## Task material

-------

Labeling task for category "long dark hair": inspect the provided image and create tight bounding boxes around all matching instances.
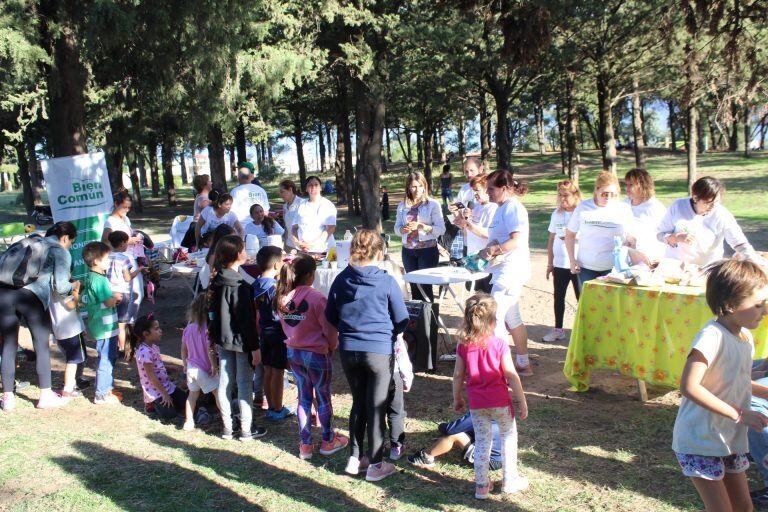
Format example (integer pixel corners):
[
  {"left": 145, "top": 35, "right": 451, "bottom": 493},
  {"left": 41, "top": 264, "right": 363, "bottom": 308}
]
[
  {"left": 125, "top": 314, "right": 158, "bottom": 361},
  {"left": 274, "top": 254, "right": 317, "bottom": 313}
]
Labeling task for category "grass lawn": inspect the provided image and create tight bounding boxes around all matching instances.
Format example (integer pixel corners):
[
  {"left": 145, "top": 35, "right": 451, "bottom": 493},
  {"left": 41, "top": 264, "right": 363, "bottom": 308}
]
[{"left": 0, "top": 153, "right": 768, "bottom": 512}]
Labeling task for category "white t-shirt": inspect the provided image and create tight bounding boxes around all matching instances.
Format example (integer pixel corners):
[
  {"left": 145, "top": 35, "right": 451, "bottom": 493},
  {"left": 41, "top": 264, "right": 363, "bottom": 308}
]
[
  {"left": 567, "top": 199, "right": 635, "bottom": 271},
  {"left": 48, "top": 294, "right": 85, "bottom": 340},
  {"left": 548, "top": 209, "right": 579, "bottom": 269},
  {"left": 293, "top": 197, "right": 336, "bottom": 252},
  {"left": 229, "top": 183, "right": 269, "bottom": 224},
  {"left": 283, "top": 196, "right": 306, "bottom": 247},
  {"left": 243, "top": 222, "right": 285, "bottom": 247},
  {"left": 466, "top": 201, "right": 499, "bottom": 254},
  {"left": 658, "top": 197, "right": 754, "bottom": 267},
  {"left": 200, "top": 206, "right": 237, "bottom": 235},
  {"left": 672, "top": 320, "right": 755, "bottom": 457},
  {"left": 488, "top": 198, "right": 531, "bottom": 288},
  {"left": 624, "top": 197, "right": 667, "bottom": 261}
]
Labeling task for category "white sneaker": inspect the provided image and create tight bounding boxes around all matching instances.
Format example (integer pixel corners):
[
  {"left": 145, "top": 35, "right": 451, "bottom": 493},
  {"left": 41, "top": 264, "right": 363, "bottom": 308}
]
[
  {"left": 501, "top": 476, "right": 529, "bottom": 494},
  {"left": 541, "top": 327, "right": 565, "bottom": 343}
]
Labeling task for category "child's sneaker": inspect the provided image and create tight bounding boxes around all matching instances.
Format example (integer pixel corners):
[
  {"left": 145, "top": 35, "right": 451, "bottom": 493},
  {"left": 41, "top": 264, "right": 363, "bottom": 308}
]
[
  {"left": 365, "top": 461, "right": 397, "bottom": 482},
  {"left": 501, "top": 476, "right": 528, "bottom": 494},
  {"left": 0, "top": 393, "right": 16, "bottom": 412},
  {"left": 475, "top": 482, "right": 491, "bottom": 500},
  {"left": 541, "top": 327, "right": 565, "bottom": 343},
  {"left": 299, "top": 443, "right": 315, "bottom": 460},
  {"left": 389, "top": 443, "right": 405, "bottom": 460},
  {"left": 93, "top": 393, "right": 120, "bottom": 405},
  {"left": 320, "top": 432, "right": 349, "bottom": 455},
  {"left": 408, "top": 450, "right": 435, "bottom": 467},
  {"left": 344, "top": 455, "right": 371, "bottom": 476}
]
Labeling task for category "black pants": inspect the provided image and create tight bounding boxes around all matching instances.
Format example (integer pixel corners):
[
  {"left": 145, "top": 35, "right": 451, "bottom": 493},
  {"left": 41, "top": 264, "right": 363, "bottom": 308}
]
[
  {"left": 152, "top": 388, "right": 187, "bottom": 420},
  {"left": 339, "top": 350, "right": 393, "bottom": 464},
  {"left": 403, "top": 246, "right": 440, "bottom": 302},
  {"left": 0, "top": 288, "right": 51, "bottom": 392},
  {"left": 387, "top": 372, "right": 406, "bottom": 445},
  {"left": 552, "top": 267, "right": 579, "bottom": 329}
]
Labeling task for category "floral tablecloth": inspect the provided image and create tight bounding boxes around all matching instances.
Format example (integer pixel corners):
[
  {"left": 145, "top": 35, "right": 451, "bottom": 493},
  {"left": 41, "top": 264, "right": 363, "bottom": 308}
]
[{"left": 563, "top": 280, "right": 768, "bottom": 391}]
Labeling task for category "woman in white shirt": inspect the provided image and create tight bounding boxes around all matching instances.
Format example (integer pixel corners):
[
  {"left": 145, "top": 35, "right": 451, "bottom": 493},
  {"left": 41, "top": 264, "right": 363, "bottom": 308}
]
[
  {"left": 542, "top": 180, "right": 581, "bottom": 342},
  {"left": 624, "top": 169, "right": 667, "bottom": 262},
  {"left": 195, "top": 194, "right": 243, "bottom": 247},
  {"left": 565, "top": 171, "right": 635, "bottom": 289},
  {"left": 101, "top": 190, "right": 144, "bottom": 257},
  {"left": 480, "top": 170, "right": 533, "bottom": 376},
  {"left": 291, "top": 176, "right": 336, "bottom": 253},
  {"left": 658, "top": 176, "right": 754, "bottom": 267},
  {"left": 395, "top": 172, "right": 445, "bottom": 302},
  {"left": 278, "top": 180, "right": 304, "bottom": 250},
  {"left": 454, "top": 174, "right": 499, "bottom": 293}
]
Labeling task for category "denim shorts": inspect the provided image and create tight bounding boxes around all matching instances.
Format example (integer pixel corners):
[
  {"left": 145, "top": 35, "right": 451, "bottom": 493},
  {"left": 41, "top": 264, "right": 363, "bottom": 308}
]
[{"left": 675, "top": 452, "right": 749, "bottom": 480}]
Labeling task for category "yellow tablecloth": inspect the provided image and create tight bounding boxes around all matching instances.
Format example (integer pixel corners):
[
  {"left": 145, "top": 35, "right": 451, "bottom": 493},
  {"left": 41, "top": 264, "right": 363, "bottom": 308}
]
[{"left": 563, "top": 280, "right": 768, "bottom": 391}]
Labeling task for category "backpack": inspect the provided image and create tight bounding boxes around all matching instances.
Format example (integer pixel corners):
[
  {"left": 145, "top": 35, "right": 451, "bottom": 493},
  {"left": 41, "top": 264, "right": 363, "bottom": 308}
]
[{"left": 0, "top": 236, "right": 53, "bottom": 288}]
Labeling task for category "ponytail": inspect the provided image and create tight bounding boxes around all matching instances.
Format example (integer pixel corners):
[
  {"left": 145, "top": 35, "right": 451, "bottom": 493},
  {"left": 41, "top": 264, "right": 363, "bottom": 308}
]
[{"left": 273, "top": 254, "right": 317, "bottom": 313}]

-------

## Requirements
Show every line in the entries above that contains the string "sneaker", copying each such line in full.

## Response
Labeling task for category "white sneaker": inspect the provided image and create tight bounding boxes around all matching instances.
Labeling task for category "child's sneaker": inspect the provided image and create tight bounding boxes around all matching instances.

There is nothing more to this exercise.